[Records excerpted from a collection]
= = = = =

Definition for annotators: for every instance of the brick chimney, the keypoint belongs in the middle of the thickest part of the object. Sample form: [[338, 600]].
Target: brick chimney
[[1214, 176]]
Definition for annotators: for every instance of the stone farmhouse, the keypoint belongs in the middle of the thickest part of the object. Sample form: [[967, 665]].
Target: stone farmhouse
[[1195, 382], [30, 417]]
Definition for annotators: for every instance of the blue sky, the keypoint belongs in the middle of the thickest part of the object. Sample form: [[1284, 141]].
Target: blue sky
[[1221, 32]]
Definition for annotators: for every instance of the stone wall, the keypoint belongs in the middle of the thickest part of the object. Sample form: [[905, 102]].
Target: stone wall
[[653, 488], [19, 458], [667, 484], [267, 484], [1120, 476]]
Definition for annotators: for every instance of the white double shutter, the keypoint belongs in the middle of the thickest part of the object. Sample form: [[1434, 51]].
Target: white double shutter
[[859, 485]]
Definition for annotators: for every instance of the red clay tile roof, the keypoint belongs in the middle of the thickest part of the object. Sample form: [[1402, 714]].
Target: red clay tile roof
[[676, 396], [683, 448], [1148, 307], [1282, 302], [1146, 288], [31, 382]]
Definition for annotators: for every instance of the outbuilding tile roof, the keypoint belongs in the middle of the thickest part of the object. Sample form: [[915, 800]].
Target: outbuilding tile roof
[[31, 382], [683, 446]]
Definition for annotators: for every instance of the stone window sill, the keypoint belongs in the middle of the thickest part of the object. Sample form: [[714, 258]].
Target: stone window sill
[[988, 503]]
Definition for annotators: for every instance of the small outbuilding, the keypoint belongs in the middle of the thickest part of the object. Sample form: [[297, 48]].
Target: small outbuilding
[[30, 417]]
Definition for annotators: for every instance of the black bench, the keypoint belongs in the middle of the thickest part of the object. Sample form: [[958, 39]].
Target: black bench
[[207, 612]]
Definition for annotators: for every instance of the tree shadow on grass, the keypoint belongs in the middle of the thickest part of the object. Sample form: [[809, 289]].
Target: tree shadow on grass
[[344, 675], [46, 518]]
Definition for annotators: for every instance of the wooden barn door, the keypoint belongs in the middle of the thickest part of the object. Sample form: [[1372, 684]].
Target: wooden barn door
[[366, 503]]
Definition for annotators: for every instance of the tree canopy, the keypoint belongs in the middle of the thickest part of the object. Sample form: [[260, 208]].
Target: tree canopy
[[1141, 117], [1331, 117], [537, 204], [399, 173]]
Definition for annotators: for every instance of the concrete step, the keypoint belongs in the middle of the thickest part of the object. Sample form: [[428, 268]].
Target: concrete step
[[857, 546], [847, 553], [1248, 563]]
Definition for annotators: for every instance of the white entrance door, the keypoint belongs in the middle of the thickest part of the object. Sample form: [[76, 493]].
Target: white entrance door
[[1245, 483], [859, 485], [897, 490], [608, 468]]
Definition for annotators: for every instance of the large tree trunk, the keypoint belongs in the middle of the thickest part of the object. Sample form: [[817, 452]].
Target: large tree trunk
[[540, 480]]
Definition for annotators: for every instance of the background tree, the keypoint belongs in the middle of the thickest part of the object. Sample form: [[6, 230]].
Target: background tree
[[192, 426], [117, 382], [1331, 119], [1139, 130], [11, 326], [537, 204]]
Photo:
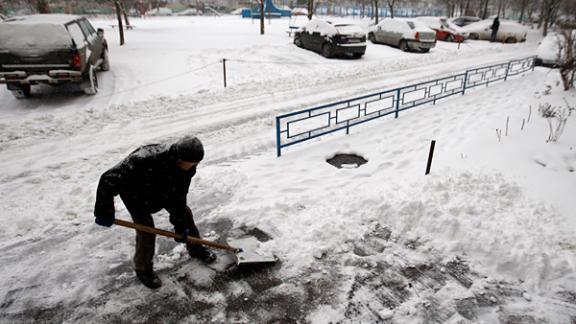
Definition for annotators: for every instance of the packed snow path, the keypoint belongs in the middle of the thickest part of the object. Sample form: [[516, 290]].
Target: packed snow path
[[483, 238]]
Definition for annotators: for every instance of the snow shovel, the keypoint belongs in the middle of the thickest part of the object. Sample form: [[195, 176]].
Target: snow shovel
[[247, 255]]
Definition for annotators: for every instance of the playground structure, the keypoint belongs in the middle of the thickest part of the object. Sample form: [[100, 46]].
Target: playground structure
[[270, 11]]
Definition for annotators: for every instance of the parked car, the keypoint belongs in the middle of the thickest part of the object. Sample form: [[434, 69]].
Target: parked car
[[189, 12], [407, 34], [509, 31], [331, 39], [161, 11], [445, 30], [551, 49], [51, 49], [464, 20]]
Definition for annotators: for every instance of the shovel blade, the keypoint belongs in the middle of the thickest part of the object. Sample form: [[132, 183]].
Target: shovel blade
[[251, 253]]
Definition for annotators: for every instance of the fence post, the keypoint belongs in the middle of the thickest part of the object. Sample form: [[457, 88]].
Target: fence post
[[397, 102], [465, 82], [224, 68], [278, 148], [430, 155]]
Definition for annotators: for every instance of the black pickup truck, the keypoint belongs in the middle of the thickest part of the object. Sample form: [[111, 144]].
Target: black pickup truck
[[51, 49]]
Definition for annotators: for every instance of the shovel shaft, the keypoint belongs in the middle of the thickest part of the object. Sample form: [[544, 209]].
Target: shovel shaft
[[189, 239]]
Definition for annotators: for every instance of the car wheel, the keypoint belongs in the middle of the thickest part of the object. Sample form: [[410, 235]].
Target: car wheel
[[92, 87], [327, 50], [372, 38], [297, 41], [105, 66], [403, 45]]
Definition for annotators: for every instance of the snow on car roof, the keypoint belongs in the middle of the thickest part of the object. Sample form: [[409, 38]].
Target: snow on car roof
[[505, 25], [56, 19], [349, 29], [34, 35]]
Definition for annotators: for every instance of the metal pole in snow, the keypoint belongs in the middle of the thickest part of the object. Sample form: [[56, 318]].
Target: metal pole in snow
[[430, 155], [224, 68]]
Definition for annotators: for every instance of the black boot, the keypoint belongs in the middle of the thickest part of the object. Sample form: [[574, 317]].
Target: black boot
[[149, 279], [201, 253]]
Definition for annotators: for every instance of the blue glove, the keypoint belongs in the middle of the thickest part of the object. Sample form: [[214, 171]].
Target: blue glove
[[184, 234], [104, 221]]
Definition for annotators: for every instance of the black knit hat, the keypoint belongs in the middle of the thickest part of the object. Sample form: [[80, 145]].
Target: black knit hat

= = = = =

### [GOAL OF THE EXERCISE]
Rewrite the part of the listing that opens with the line containing "form: [[905, 102]]." and closes with the line containing "[[653, 488], [19, 458], [667, 484], [267, 484], [1120, 476]]", swapping "stone wall" for "garden wall" and leaving everything else unchanged.

### [COMPLETE OUTPUT]
Definition for annotators: for every instance of the garden wall, the keypoint belongs in the middle of the thickest part of the object. Sample form: [[905, 102]].
Target: garden wall
[[653, 488], [19, 458], [667, 484], [267, 484], [1120, 476]]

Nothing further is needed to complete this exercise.